Restate the whole listing exactly, leaving nothing out.
***
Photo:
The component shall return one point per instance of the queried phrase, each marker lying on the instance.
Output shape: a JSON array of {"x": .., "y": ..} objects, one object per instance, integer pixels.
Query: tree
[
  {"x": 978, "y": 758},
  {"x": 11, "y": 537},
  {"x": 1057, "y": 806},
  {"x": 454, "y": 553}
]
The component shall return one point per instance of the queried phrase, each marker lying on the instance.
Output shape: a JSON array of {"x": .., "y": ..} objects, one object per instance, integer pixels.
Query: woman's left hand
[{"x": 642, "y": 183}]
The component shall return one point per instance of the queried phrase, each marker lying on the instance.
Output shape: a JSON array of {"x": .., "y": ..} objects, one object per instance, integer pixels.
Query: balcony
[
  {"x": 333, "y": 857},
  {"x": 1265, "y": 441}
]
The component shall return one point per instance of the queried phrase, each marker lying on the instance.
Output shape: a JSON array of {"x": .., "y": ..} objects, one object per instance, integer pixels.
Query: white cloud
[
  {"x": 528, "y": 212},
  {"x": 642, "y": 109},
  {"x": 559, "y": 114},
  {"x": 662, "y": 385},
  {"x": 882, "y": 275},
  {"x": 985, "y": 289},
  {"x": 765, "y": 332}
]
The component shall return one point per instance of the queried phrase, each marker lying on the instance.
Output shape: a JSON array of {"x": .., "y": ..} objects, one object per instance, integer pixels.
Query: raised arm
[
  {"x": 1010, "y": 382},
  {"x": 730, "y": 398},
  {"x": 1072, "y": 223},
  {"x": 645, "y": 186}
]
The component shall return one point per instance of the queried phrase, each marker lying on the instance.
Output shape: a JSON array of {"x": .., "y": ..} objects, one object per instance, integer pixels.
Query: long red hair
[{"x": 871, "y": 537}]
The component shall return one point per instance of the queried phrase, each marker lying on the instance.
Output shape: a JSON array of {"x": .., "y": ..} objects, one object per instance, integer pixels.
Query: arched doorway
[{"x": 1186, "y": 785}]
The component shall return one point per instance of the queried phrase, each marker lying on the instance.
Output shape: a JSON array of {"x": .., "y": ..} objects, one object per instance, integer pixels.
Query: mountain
***
Solution to the exercise
Photo:
The component shall return one point per instance of the queried phrase, each marker lying on the instance.
Output shape: a JSON array of {"x": .., "y": ..} objects, one object per instance, integer pixels.
Query: tree
[
  {"x": 978, "y": 758},
  {"x": 11, "y": 537},
  {"x": 1057, "y": 806},
  {"x": 454, "y": 553}
]
The component shall return one point per instance of the queried phrase, each marker lying on the instance.
Output shape: a JSON array of {"x": .., "y": ..} objects, one object per instance, integer pixels.
Query: woman's left hand
[{"x": 642, "y": 183}]
The component shall return one point per instance of the queried phrase, each marker lying on the instance.
Output shape: a JSON array of {"x": .., "y": ..} objects, one object per instance, integer pixels.
Query: balcony
[
  {"x": 333, "y": 857},
  {"x": 1265, "y": 441}
]
The component shall return one point per instance of the queried phrase, each marker lying on the instance.
Output shape: a JSON array of {"x": .., "y": ..} objects, one object per instance, integer pixels.
Query: white cloud
[
  {"x": 528, "y": 212},
  {"x": 642, "y": 109},
  {"x": 559, "y": 114},
  {"x": 662, "y": 385},
  {"x": 882, "y": 275},
  {"x": 985, "y": 289},
  {"x": 765, "y": 332}
]
The component shall return one point per instance of the queried phrase, each marker lying on the instance.
Output shape: a JSON array of {"x": .., "y": ..} objects, one object per instance, integer pixels.
Query: raised arm
[
  {"x": 1010, "y": 382},
  {"x": 730, "y": 398},
  {"x": 1072, "y": 223},
  {"x": 645, "y": 186}
]
The component shall return one point per instance of the queried phrase, each marker lying on the instance.
Output shape: a JSON array of {"x": .., "y": ..} objects, one object per instance, integer pixels.
Query: long red hair
[{"x": 871, "y": 537}]
The component shall return one point per instance of the queried phrase, each marker lying on the instance.
Output shape: a JSON array of {"x": .., "y": ..} objects, one object per instance, integer pixels.
Query: arched doorway
[{"x": 1186, "y": 785}]
The component shall return one point per instance of the queried phrase, each marker lying on the instance.
Output shape: a JSON array of {"x": .., "y": ..} objects, one object per instance, integer pixels.
Query: mountain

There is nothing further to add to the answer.